Exercise 1:
Quote the session summary from "Vazil Hudák, Vice" up to and including "distribution and renewables.".

Passage to read:
+ + + +

Energy Transition to the Post Oil Era: Sharing the Know-how
Among the main takeaways from this session were:
- The Organization of the Petroleum Exporting Countries (OPEC) will most likely use its upcoming meeting to balance the global oil market
- Geopolitical tensions are among the reasons behind the current high price of oil
- Oil producing countries need to start investing into capacity to meet growing demand
- Some countries, including UAE, Saudi Arabia, Kuwait and Russia have some spare capacity but this might not be enough
- Shale oil production might help to alleviate problems
Participants were also reminded that the United Arab Emirates has begun to invest heavily in clean energy (primarily solar energy). The country is also building a city based entirely on renewable energy, particularly for transportation. Electricity for the new city will also come from renewable sources and supplemented by gas turbines.
Keeping Pace with the Digital Energy Revolution
Main takeaways from this session include:
- Energy companies are increasingly factoring technological advances such as data mining into their business models
- Technology helps to optimise energy usage
- When it comes to investments in infrastructure and R&D, Europe is behind other parts of the world
- Energy-related technology transfers to developing countries might help them to leapfrog key development stages
"If Slovakia won't switch manufacturing petrol and diesel vehicles to e-mobility, it will become the Detroit of Europe."
Vazil Hudák, Vice President, European Investment Bank
Artificial Intelligence (AI), machine learning and data analytics are major trends which will both disrupt and reshape how the energy sector works today and in the future. Energy companies are now becoming more diversified and do not rely on a single energy product. There is an ongoing expansion into adjacent business models such as nonconventional distribution and renewables.
The abovementioned advances will also reshape how we consume and produce energy. For instance, Shell is using AI to predict wind for optimisation and pricing of electricity generated by its wind turbines. The company also collects data about consumer energy usage through its application for managing utility bills. Such developments are reshaping the competencies required to work in the energy sector, with traditional engineers being replaced by IT specialists and statisticians.
Unfortunately, R&D across Europe is lacking, and some crucial technologies are almost absent. State funding and support is unlikely to bridge the gap. This is a major concern for Europe’s car industry, which must transfer towards electromobility or risk becoming obsolete. This is a major concern for Slovakia, which risks becoming the Detroit of Europe.
Audience members also highlighted the privacy issues related to energy companies’ collection and analysis of customer data. It was also note that technological progress also harms energy efficiency, especially when it comes to generating something as ‘useless’ as Bitcoin.
The Role of 21st Century Companies in Achieving the UNSDGs
Key talking points:
- Even advanced states like Canada are struggling to meet the United Nations Sustainable Development Goals (UNSDGs)
- Companies have an important role to play in fostering sustainable development, which also appeals to investors
Take the case of the tobacco industry, where companies are now investing in the development of healthier products that causes less damage to users. This has been accompanied by initiatives that encourage farmers to not only increase their crops but also to diversify into food production. Corporations are also providing vital support for reaching specific goals, such as SDG 16 which promotes access to justice for all and effective, accountable and inclusive institutions at all levels.
Audience members were nevertheless interested in why companies now engage in behaviours that run counter to profit maximisation. It was suggested that working with the UNSDGs helps to develop new business models and disrupt the market which can bring significant benefits.

+ + + +

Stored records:
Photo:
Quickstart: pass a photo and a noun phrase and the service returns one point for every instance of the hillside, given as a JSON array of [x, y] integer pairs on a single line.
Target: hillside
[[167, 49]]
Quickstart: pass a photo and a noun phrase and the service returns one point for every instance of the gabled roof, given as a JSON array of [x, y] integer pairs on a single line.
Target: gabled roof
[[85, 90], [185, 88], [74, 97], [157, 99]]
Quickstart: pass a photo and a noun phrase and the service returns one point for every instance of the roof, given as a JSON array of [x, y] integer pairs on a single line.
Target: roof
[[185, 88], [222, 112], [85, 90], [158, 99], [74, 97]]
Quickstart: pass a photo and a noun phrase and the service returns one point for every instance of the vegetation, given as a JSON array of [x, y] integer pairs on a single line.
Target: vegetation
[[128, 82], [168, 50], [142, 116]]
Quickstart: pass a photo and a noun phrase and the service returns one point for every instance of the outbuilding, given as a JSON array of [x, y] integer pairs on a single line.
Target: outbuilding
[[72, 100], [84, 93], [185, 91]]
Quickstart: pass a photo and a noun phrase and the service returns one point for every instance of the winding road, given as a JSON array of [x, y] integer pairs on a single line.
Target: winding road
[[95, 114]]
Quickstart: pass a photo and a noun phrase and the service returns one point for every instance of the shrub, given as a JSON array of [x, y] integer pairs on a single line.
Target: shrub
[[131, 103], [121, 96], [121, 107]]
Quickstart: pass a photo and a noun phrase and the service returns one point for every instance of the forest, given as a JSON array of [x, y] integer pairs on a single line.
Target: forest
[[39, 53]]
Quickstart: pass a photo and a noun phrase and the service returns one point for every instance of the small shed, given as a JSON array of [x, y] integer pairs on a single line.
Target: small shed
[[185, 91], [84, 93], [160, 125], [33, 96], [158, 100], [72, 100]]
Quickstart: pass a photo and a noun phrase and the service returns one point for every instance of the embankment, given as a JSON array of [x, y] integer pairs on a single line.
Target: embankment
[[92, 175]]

+ + + +

Exercise 2:
Rewrite the stored listing from its first line up to and including the line with "[[185, 88], [222, 112], [85, 90], [158, 99], [74, 97]]", requests included, shifting every point coordinate in the answers by adding -92.

Task response 1:
Vazil Hudák, Vice President, European Investment Bank
Artificial Intelligence (AI), machine learning and data analytics are major trends which will both disrupt and reshape how the energy sector works today and in the future. Energy companies are now becoming more diversified and do not rely on a single energy product. There is an ongoing expansion into adjacent business models such as nonconventional distribution and renewables.

Task response 2:
Photo:
Quickstart: pass a photo and a noun phrase and the service returns one point for every instance of the hillside, given as a JSON array of [x, y] integer pairs on a single line.
Target: hillside
[[75, -43]]
Quickstart: pass a photo and a noun phrase and the service returns one point for every instance of the gabled roof, given as a JSON array of [x, y] integer pairs on a single line.
Target: gabled roof
[[-7, -2], [93, -4], [-18, 5], [65, 7]]
Quickstart: pass a photo and a noun phrase and the service returns one point for every instance of the roof, given as a JSON array of [x, y] integer pairs on a single line.
Target: roof
[[93, -4], [130, 20], [-7, -2], [66, 7], [-18, 5]]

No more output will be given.